_TASK PROMPT_: According to the passage about the Modus pizzeria, in which Milan neighborhood does it stand?

Modus brings the pantry of Cilento to Milan's Via Andrea Maffei, building its pizza around region-specific ingredients — nduja, sun-dried tomatoes, yellow cherry tomatoes, and local olives — rather than generic Neapolitan convention. An open kitchen, a dough that holds both elasticity and flavour, and a wine-and-beer list with genuine range make it a serious address for anyone tracking where Italian regional produce is landing in the city.

A Southern Pantry in a Northern City
Milan's pizza scene has long been split between faithful Neapolitan imports, Roman-style thin-crust outposts, and a newer wave of dough-focused independents using provenance as a differentiator. Modus, on Via Andrea Maffei in the Porta Romana neighbourhood, belongs to that third category. Its defining editorial argument is geographic: the menu is structured around Cilento, the coastal and inland territory in southern Campania that sits south of the Cilento and Vallo di Diano National Park, and whose producers remain less trafficked by the restaurant supply chains that feed Milan's higher-profile kitchens.

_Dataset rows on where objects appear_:
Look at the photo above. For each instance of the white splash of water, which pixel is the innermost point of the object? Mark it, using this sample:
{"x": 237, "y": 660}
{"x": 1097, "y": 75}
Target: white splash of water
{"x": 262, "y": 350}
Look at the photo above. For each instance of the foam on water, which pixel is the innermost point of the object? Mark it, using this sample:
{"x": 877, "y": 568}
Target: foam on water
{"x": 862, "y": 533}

_SOLUTION FOR THIS TASK_: Porta Romana